◆ Assigned task ◆
Please filter the entries and return only the lines that include "stone".

◆ Records for this task ◆
* * * * * * *
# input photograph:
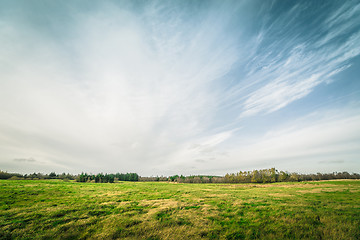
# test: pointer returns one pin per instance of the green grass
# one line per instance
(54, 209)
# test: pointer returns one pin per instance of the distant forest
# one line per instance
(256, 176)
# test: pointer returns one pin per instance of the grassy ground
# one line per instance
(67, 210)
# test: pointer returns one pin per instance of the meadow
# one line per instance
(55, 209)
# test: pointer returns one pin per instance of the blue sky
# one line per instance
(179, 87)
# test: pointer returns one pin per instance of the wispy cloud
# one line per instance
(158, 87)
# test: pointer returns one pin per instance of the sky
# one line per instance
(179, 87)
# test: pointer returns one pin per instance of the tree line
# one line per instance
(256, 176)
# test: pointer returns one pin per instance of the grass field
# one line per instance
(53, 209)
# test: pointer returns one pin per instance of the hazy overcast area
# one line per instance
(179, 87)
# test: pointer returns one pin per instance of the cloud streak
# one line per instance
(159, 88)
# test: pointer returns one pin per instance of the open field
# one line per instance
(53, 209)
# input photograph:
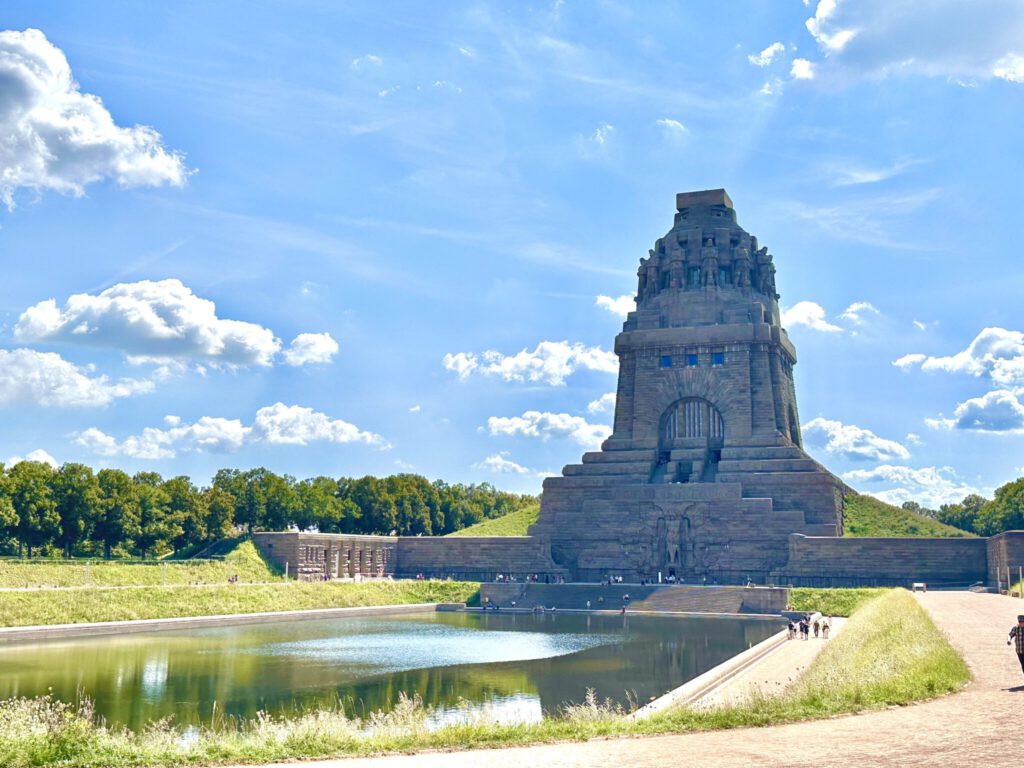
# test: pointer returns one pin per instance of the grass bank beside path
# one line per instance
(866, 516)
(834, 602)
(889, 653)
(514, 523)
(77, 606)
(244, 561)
* * * * * * *
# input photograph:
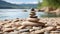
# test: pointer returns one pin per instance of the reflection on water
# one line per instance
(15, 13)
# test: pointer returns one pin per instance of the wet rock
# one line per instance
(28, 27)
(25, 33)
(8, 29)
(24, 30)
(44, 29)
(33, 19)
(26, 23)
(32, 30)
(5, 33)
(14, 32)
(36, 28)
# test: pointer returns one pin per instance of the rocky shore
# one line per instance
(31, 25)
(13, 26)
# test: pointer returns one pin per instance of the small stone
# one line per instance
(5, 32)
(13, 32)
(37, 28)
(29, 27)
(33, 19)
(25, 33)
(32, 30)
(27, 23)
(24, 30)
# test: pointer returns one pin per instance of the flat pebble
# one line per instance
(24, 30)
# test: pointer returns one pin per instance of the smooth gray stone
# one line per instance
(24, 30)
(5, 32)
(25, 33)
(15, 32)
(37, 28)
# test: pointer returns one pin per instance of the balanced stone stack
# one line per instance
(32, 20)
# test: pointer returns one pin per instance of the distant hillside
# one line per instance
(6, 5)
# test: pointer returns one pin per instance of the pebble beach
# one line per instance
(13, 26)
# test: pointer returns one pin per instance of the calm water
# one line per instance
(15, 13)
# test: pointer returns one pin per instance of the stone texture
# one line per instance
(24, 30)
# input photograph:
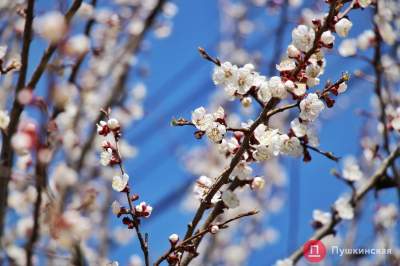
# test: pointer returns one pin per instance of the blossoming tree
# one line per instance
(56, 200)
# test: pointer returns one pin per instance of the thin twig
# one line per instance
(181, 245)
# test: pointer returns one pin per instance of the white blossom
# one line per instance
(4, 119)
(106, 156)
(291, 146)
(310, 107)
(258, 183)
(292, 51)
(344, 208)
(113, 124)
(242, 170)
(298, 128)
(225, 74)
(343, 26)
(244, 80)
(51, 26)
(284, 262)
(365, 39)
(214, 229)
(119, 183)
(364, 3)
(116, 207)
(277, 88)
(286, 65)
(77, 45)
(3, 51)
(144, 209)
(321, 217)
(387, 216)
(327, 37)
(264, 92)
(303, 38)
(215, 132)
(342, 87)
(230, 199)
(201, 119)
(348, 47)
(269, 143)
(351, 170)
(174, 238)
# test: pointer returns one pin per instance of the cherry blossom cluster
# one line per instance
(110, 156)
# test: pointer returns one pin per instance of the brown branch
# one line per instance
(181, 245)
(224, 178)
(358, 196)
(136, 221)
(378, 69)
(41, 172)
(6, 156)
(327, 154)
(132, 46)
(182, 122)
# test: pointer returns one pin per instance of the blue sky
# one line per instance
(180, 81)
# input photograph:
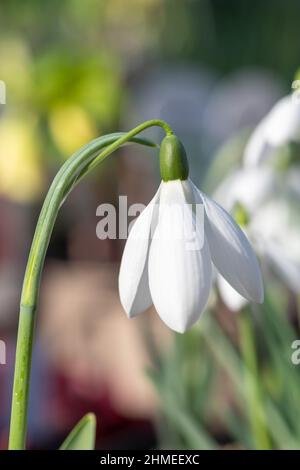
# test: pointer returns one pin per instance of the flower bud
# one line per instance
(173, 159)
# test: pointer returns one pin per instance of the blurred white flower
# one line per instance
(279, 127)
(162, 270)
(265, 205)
* * * * * * *
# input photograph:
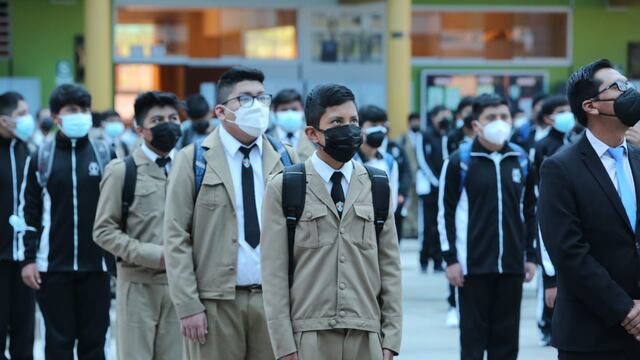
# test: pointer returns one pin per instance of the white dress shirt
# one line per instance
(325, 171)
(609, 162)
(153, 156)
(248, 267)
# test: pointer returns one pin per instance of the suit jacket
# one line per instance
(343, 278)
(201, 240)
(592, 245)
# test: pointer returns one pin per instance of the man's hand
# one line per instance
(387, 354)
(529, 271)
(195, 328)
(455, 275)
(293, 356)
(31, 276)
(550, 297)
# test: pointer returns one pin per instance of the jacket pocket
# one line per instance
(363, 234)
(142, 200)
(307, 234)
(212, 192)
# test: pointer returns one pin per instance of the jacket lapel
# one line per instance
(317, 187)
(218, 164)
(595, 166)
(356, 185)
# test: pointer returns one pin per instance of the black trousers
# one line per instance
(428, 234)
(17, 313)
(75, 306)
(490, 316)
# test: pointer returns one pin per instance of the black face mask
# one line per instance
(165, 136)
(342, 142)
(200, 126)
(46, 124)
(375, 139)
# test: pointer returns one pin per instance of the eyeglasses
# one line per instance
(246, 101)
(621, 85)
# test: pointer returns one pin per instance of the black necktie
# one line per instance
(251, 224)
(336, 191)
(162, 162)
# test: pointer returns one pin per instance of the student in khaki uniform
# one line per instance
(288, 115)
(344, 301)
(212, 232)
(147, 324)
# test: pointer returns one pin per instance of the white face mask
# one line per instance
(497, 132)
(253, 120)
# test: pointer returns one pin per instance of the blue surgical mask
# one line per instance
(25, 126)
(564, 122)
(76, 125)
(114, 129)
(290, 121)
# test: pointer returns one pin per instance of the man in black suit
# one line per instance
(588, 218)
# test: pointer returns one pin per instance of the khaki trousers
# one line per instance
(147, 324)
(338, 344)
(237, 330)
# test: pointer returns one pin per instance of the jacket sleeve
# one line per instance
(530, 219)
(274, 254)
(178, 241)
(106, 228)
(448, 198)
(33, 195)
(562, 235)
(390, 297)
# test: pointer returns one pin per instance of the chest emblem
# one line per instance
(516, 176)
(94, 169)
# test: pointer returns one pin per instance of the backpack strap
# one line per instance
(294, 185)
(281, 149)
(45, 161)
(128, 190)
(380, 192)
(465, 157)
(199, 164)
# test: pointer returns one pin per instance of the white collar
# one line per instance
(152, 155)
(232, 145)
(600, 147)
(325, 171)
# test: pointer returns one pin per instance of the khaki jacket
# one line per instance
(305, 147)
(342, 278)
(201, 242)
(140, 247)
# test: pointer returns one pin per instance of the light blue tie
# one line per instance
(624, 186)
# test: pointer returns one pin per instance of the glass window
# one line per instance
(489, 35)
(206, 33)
* * * * * * *
◆ Answer box ◆
# test: pointer returns one pin per instance of the small stone
# test: pointer returns one pin per instance of the smooth gray stone
# test: pointer returns one pin per instance of the balanced stone stack
# test: pointer returns one pin per instance of the stone texture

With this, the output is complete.